→ **TRECHO DE ORIGEM**:

>>>>

Não é incomum um paciente nos estertores apresentar sensível
melhora antes de empacotar de vez. Tomara que não seja esse o caso, mas não
deixa de chamar a atenção o fato de a Lava-Jato, logo após levar a maior
traulitada — ora com ataques in plain sight orquestrados pelo
consórcio formado por partidos de esquerda, parte da mídia (vide Intercept de Verdevaldo
e seus comparsas), cúpula da PGR, bandas podres do Congresso e do
Supremo e, pasmem, o Executivo Federal — partir para o contra-ataque
com tamanha rapidez e de forma tão contundente.
A nova fase da operação no Rio de Janeiro devolveu ao
noticiário dois flagelos velhos, analisa Josias de Souza. O peleguismo
patronal, abrigado no Sistema S, e a advocacia de fachada. O primeiro retira
seu sustento de mordidas nas folhas de pagamento das empresas. A força-tarefa
carioca sustenta que um pedaço dessa caixa registradora, administrado pela Federação
do Comércio do Rio, foi desviado para montar esquema de blindagem judicial
do então presidente da entidade, o empresário Orlando Diniz, que,
pilhado, virou delator.
Foram à alça de mira dos procuradores mais de duas dezenas
de advogados — alguns vinculados a políticos de alto coturno — entre eles Roberto
Teixeira e Cristiano Zanin, defensores de Lula; Ana Tereza
Basílio, advogada de Witzel; e Fred Wassef, ex-advogado da
família Bolsonaro. O caso envolve também o doutor Eduardo Filipe
Alves Martins, filho do recém-empossado presidente do STJ, ministro Humberto
Martins.
Alega-se que é perseguição política, uma tentativa de
criminalizar a advocacia. Se for, está muito fácil de resolver. A Lava-Jato
sustenta que, juntos, os doutores receberam indevidamente R$ 151 milhões. A
transferência de quantias milionárias para advogados não está entre as
atribuições do Sistema S. Ademais, não haveria comprovação dos serviços
prestados pelos advogados. A verba teria financiado um esquema de lobby e
tráfico de influência junto ao governo e aos tribunais de Brasília.
De duas, uma: ou há documentos comprovando a prestação dos
serviços advocatícios ou o Ministério Público demonstra que quem
criminalizou a advocacia foram os criminosos, seguindo velhos costumes e maus
hábitos.
Diante desse quadro, há uma pergunta boiando na atmosfera:
onde está a faca de Paulo Guedes? Em dezembro de 2018, o Posto Ipiranga,
falando para uma plateia de empresários na Federação das Indústrias do Rio,
disse que "o Brasil virou um paraíso de burocratas e piratas privados".
Ele perguntou: "A CUT perde e aqui fica tudo igual?" Depois, ameaçou:
"Tem que meter a faca no Sistema S também."
Os trabalhadores eram surrupiados em um dia de salário. A
reforma trabalhista eliminou essa tunga. O Sistema S morde um percentual
das folhas das empresas. Coisa de R$ 17 bilhões por ano. A máquina sindical do
patronato continua intacta. Os presidentes de 42 federações patronais estão no
cargo há mais de dez anos. Cinco, há mais de 40 anos. Mas a facada de Paulo
Guedes ficou no gogó, como tantas outras promessas.

<<<<

→ **TAREFA PROPOSTA A**: Copie fielmente tudo o que vai de "A nova fase" até "pilhado, virou delator." no texto sobre a Lava-Jato.
O texto e as entradas provêm de fontes distintas.

(Registros de pontos rotulados)
>>>>

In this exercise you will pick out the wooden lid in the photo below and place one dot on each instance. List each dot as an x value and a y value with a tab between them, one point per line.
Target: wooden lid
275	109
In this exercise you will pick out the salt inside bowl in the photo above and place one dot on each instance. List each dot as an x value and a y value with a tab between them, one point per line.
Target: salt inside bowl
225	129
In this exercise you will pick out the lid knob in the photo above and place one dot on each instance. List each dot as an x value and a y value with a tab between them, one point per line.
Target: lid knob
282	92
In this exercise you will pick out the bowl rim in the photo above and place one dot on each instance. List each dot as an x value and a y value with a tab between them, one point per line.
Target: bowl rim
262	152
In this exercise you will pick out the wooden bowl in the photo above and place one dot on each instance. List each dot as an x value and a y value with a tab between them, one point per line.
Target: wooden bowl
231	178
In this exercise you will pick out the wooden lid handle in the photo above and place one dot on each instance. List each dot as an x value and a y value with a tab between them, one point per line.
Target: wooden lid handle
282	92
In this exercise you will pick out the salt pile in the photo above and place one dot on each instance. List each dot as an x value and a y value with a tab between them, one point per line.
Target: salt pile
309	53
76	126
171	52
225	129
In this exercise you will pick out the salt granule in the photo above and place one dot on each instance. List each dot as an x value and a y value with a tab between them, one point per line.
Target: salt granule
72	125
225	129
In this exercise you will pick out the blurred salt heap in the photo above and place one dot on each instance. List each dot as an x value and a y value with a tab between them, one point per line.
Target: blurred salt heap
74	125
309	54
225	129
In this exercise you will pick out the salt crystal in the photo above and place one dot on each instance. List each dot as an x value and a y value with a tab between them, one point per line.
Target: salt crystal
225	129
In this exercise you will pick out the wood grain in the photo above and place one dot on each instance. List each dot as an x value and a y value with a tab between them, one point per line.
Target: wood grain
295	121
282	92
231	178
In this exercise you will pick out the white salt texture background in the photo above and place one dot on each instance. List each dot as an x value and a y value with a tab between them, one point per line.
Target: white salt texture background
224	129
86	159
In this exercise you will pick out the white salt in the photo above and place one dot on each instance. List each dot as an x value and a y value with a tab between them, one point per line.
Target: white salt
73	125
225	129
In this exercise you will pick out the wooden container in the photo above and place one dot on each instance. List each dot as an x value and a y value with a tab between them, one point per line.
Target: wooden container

<<<<

→ **TAREFA PROPOSTA B**: Informe quantas linhas das entradas contêm a palavra "inside", indicando apenas o número.

→ **RESPOSTA REDIGIDA A**:
A nova fase da operação no Rio de Janeiro devolveu ao
noticiário dois flagelos velhos, analisa Josias de Souza. O peleguismo
patronal, abrigado no Sistema S, e a advocacia de fachada. O primeiro retira
seu sustento de mordidas nas folhas de pagamento das empresas. A força-tarefa
carioca sustenta que um pedaço dessa caixa registradora, administrado pela Federação
do Comércio do Rio, foi desviado para montar esquema de blindagem judicial
do então presidente da entidade, o empresário Orlando Diniz, que,
pilhado, virou delator.

→ **RESPOSTA REDIGIDA B**: 2